-- Opening Marker --
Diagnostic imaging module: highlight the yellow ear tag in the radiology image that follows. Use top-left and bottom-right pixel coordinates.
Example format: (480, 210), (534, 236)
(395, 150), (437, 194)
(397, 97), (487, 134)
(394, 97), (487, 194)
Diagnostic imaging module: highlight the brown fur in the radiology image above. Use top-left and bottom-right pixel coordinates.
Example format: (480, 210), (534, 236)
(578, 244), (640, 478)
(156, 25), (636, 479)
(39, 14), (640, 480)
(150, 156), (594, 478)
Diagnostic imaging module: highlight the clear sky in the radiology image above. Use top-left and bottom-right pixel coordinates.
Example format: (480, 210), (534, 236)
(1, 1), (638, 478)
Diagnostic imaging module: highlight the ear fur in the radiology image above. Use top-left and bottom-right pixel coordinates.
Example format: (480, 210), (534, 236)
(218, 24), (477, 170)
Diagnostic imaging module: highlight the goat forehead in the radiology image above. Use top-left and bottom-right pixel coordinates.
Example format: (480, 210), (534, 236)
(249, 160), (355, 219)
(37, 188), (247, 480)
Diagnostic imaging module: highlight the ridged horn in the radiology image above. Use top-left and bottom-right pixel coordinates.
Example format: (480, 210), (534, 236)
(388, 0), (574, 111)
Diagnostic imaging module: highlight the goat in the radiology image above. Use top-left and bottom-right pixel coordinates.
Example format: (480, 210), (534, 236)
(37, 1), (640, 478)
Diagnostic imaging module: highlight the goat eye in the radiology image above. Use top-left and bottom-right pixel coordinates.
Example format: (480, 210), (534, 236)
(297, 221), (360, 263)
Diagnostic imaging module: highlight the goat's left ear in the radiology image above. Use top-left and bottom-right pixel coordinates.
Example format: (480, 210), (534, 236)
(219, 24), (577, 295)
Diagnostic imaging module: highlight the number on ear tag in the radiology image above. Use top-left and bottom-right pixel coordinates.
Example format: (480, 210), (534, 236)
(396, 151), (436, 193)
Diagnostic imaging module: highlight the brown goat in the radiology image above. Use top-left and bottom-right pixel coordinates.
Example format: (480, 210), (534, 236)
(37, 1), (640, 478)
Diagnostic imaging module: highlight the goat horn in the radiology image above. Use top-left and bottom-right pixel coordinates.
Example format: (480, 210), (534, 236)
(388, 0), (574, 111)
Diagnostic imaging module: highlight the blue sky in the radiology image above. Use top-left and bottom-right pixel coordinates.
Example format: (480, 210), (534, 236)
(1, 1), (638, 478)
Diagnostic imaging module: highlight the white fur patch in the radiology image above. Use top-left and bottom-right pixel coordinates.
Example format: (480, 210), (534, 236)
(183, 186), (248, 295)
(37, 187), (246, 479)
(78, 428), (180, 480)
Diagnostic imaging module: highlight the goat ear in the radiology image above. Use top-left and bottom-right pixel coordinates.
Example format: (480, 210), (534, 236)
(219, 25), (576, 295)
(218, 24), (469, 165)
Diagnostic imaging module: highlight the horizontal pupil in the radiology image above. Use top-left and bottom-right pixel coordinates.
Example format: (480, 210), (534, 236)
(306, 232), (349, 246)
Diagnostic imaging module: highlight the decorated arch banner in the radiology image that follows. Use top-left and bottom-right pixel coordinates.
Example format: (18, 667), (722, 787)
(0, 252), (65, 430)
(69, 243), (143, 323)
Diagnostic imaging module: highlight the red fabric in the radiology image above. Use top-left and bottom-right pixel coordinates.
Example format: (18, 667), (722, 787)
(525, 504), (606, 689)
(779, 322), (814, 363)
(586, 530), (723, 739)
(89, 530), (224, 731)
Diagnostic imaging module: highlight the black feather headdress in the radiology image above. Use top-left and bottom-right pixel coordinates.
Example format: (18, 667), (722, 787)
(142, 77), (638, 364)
-- Closing Marker --
DIRECTIONS: Exact repetition of every entry in the data is required.

OUTPUT OF THE EXERCISE:
Diagnostic imaging module: highlight the yellow ear tag in the radiology image that follows. Use top-left and bottom-right pixel coordinates.
Example format: (480, 210), (534, 236)
(395, 150), (437, 194)
(397, 97), (487, 134)
(394, 97), (487, 194)
Diagnostic imaging module: highlight the brown fur in the radiology image above. Use top-left and bottom-right pixel coordinates.
Example format: (480, 210), (534, 236)
(578, 244), (640, 478)
(156, 25), (636, 479)
(39, 14), (640, 480)
(150, 156), (594, 478)
Diagnostic imaging module: highlight the clear sky in the radiology image above. Use top-left and bottom-right pixel coordinates.
Example format: (480, 210), (534, 236)
(1, 1), (638, 478)
Diagnostic imaging module: highlight the ear fur in the radiology image above. Use top-left and bottom-right pixel coordinates.
Example format: (480, 210), (534, 236)
(218, 24), (477, 170)
Diagnostic imaging module: highlight the goat forehead in the radiology image above. Use top-left and bottom-right pixel coordinates.
Example format: (480, 210), (534, 236)
(249, 160), (355, 219)
(37, 188), (247, 480)
Diagnostic imaging module: highlight the ridged horn in the radiology image above. Use top-left and bottom-right pixel coordinates.
Example format: (480, 210), (534, 236)
(388, 0), (574, 111)
Diagnostic imaging module: highlight the goat in the radiology image above. Use top-left and bottom-right pixel coordinates.
Example format: (480, 210), (534, 236)
(37, 1), (640, 478)
Diagnostic imaging module: highlight the goat eye in the radiology image above. Use top-left and bottom-right pixel coordinates.
Example format: (480, 210), (534, 236)
(297, 221), (360, 263)
Diagnostic imaging module: highlight the goat's left ear in the radiology image above. Use top-left and bottom-right pixel coordinates.
Example format: (480, 210), (534, 236)
(219, 24), (577, 295)
Diagnostic imaging module: highlight the number on ear tag in the radiology image above. Use top-left and bottom-right pixel coordinates.
Example format: (480, 210), (534, 236)
(396, 151), (436, 193)
Diagnostic imaging module: highlight the brown goat in the radiology image above. Use top-left and bottom-right pixel coordinates.
Example format: (480, 210), (534, 236)
(37, 1), (640, 478)
Diagnostic imaging module: highlight the goat horn in the radiology image above. Use top-left and bottom-right pixel coordinates.
Example format: (480, 210), (534, 236)
(388, 0), (574, 111)
Diagnostic imaging module: highlight the blue sky in the radiology image above. Use top-left and bottom-right pixel coordinates.
Example format: (480, 210), (534, 236)
(1, 1), (638, 478)
Diagnostic imaging module: highlight the white fur patch in the radiology image above. Use top-left and bottom-right pixel coordinates.
Example format: (480, 210), (534, 236)
(183, 186), (248, 295)
(37, 187), (246, 479)
(78, 428), (180, 480)
Diagnostic imaging module: highlight the goat ear in the radiology image above. Use top-left and bottom-right pixel coordinates.
Example format: (480, 210), (534, 236)
(219, 25), (576, 295)
(218, 24), (469, 165)
Diagnostic imaging module: highlight the horizontal pupil in the radiology image above. Use top-left and bottom-right pixel coordinates.
Example format: (480, 210), (534, 236)
(306, 232), (349, 246)
Diagnostic imaging module: highlight the decorated arch banner in the radiology image that follows. Use top-left and bottom-right pixel coordinates.
Example format: (18, 667), (722, 787)
(0, 252), (65, 430)
(69, 243), (143, 323)
Diagnostic imaging module: highlight the red fabric in the radiology image above. Use top-left and bottom-right pixel coordinates.
Example format: (18, 667), (722, 787)
(525, 504), (606, 689)
(779, 322), (814, 363)
(586, 530), (723, 739)
(89, 530), (224, 731)
Diagnostic imaging module: highlight the black feather headdress in the radiology image above. Use top-left and bottom-right pixel coordinates.
Example format: (18, 667), (722, 787)
(142, 77), (638, 364)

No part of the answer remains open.